(Point localization data)
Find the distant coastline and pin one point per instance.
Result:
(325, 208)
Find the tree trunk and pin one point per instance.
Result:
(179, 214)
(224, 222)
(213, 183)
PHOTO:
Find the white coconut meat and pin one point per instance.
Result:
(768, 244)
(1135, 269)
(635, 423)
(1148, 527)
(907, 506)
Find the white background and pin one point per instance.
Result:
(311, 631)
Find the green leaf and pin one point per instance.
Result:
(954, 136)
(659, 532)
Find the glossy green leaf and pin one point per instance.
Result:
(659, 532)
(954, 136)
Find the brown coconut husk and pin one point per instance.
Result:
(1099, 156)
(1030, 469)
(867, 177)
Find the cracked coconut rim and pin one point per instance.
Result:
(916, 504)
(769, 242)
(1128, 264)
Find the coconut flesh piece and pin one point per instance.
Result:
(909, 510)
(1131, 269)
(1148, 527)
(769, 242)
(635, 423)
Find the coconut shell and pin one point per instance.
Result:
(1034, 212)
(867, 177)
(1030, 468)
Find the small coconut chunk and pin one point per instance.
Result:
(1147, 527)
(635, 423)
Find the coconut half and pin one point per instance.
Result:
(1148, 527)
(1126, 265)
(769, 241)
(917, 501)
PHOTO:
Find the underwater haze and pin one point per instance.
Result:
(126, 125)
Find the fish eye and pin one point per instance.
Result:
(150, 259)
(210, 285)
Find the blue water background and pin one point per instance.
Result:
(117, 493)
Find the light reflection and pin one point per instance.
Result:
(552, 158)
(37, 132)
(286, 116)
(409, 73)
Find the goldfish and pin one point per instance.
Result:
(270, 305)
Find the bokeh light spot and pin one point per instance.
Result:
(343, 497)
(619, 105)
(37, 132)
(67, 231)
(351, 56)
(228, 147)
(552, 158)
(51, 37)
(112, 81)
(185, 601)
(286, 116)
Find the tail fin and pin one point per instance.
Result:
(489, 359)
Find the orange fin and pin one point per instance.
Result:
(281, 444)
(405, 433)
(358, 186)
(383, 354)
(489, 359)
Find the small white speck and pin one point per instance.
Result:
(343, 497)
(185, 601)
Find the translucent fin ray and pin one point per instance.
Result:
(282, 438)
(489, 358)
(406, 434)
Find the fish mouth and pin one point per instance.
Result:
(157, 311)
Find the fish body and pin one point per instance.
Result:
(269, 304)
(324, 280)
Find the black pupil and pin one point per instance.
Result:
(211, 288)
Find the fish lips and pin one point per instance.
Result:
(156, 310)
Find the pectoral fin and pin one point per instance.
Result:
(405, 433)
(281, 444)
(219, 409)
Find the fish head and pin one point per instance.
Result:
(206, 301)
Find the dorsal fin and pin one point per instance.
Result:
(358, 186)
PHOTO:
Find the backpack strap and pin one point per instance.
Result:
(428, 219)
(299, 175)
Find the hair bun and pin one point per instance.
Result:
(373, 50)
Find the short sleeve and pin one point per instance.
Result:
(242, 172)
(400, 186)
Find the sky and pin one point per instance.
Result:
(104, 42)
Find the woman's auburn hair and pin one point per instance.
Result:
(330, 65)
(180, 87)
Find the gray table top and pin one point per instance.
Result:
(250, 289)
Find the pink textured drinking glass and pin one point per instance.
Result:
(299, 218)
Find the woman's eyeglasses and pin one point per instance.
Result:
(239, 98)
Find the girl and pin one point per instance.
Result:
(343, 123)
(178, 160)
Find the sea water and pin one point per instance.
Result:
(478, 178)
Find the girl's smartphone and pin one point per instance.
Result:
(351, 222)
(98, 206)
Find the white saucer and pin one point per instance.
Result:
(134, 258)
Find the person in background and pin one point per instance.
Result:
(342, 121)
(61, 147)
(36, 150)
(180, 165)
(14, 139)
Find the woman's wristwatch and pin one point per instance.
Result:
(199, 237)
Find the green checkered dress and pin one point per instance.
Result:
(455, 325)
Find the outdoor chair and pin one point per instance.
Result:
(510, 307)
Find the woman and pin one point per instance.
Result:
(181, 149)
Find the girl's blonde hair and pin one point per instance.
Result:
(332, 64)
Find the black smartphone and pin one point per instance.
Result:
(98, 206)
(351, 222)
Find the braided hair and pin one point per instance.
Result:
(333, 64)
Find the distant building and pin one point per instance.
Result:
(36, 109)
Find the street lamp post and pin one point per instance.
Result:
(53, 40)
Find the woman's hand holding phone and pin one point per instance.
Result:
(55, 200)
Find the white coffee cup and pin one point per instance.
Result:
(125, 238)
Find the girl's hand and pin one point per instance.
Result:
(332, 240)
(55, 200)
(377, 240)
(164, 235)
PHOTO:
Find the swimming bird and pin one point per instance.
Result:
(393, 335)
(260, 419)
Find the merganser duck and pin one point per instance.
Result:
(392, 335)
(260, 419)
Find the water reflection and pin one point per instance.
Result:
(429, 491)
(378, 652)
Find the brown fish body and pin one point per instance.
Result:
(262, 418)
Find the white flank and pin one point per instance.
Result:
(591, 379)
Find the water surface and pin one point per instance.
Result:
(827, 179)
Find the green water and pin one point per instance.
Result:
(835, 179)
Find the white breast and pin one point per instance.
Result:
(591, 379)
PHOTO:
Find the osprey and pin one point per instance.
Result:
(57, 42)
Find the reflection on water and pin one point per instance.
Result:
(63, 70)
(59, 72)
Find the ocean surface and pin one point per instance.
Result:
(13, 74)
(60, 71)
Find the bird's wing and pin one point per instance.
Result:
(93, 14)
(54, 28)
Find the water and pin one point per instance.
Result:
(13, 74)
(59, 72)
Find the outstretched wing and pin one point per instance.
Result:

◆ **Task**
Read the entries and show each line that mentions "hand".

◆ **The completed task**
Find the woman's hand holding phone and pin one point per instance.
Find the girl's hand and pin one point per instance.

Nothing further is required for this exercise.